■ Assignment ■
Once the line with "the car shadow" is found, return it along with every line after it, exactly, through the end of the material.

■ Entries supplied ■
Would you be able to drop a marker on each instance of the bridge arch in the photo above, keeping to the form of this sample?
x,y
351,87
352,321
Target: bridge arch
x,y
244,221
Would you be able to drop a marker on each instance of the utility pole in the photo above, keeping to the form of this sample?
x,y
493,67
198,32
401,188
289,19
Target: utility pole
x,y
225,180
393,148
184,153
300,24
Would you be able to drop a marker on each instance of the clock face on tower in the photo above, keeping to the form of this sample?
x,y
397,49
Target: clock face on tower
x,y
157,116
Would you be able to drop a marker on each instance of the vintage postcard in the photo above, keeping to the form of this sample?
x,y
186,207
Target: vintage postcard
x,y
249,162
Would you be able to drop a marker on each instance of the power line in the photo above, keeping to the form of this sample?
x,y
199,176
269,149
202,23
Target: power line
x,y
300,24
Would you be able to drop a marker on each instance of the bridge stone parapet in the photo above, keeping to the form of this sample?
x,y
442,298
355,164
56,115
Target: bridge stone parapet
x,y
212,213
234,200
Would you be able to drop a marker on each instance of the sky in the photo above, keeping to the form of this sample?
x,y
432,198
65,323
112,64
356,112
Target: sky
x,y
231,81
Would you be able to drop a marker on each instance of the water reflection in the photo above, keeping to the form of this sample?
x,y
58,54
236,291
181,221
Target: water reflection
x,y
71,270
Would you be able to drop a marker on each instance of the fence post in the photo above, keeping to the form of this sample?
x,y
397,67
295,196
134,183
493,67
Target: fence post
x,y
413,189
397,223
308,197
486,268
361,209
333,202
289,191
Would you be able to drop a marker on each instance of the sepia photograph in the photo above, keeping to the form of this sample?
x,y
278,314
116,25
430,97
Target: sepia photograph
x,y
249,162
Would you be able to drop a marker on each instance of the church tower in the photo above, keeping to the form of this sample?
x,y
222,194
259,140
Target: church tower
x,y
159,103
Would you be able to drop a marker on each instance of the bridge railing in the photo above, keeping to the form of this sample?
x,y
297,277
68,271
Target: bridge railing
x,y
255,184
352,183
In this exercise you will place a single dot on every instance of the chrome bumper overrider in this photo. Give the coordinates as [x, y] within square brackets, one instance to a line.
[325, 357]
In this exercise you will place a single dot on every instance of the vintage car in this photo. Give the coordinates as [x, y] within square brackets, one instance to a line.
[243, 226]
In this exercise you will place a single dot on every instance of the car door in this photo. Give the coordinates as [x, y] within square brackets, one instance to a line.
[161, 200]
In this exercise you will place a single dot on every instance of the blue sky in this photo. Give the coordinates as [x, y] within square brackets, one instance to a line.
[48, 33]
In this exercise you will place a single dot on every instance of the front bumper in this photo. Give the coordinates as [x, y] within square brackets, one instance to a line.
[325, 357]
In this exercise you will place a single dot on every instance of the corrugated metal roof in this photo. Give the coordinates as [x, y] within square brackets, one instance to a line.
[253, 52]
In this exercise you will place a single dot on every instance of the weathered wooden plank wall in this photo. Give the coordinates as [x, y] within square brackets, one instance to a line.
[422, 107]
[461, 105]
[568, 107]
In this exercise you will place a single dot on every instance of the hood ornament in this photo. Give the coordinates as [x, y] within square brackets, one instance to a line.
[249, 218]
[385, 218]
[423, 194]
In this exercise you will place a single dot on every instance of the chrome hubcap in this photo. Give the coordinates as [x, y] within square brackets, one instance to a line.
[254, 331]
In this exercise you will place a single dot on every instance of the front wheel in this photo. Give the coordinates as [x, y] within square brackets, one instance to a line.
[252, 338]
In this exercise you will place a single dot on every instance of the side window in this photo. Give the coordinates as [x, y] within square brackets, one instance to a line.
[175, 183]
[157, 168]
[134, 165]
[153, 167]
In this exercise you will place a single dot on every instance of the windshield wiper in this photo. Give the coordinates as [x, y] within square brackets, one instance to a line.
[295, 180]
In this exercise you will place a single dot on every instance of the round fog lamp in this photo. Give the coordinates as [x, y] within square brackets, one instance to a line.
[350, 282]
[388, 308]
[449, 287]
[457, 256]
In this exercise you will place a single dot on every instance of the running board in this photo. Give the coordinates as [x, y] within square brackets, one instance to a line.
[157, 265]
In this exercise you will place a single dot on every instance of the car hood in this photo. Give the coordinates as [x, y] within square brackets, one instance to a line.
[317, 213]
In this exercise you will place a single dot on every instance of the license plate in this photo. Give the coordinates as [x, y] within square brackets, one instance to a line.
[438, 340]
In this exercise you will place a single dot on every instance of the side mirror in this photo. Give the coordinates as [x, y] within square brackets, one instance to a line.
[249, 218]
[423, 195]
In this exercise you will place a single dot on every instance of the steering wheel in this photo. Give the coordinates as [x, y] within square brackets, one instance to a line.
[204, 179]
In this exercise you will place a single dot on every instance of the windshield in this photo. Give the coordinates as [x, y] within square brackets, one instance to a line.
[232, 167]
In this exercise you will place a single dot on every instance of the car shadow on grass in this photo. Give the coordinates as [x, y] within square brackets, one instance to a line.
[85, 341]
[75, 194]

■ Your response ■
In this exercise you will place a single dot on every instance of the car shadow on grass in this photo. Give the coordinates as [x, y] within square brackets, one instance to a line.
[85, 341]
[75, 194]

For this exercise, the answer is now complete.